_Task goal:_
Pick out every line of the listing below that contains the word "white" and copy each one. Letter case counts when matching.

(Object position labeling listing)
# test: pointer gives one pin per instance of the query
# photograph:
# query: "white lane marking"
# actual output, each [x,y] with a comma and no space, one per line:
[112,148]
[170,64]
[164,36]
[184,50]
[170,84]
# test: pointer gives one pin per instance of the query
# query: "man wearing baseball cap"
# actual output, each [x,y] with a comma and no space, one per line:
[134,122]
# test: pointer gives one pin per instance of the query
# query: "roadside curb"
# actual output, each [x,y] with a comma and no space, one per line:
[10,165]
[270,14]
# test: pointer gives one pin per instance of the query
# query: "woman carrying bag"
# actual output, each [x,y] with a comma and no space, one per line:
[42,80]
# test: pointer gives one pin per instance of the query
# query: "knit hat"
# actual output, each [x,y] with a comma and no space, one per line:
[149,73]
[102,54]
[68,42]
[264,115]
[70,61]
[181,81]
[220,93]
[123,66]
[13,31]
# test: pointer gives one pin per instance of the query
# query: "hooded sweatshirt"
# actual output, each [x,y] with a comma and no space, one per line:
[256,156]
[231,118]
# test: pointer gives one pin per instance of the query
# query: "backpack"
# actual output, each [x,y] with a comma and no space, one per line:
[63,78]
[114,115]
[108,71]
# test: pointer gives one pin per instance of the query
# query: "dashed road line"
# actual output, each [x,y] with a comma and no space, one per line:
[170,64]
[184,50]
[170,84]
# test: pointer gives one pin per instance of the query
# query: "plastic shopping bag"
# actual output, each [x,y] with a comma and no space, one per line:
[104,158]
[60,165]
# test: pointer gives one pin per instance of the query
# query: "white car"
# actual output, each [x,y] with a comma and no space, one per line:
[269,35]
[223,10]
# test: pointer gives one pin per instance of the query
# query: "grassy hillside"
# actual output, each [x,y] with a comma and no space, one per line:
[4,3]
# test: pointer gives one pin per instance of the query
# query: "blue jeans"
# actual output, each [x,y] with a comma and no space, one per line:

_Response to this exercise:_
# query: "white lane marking"
# query: "white car"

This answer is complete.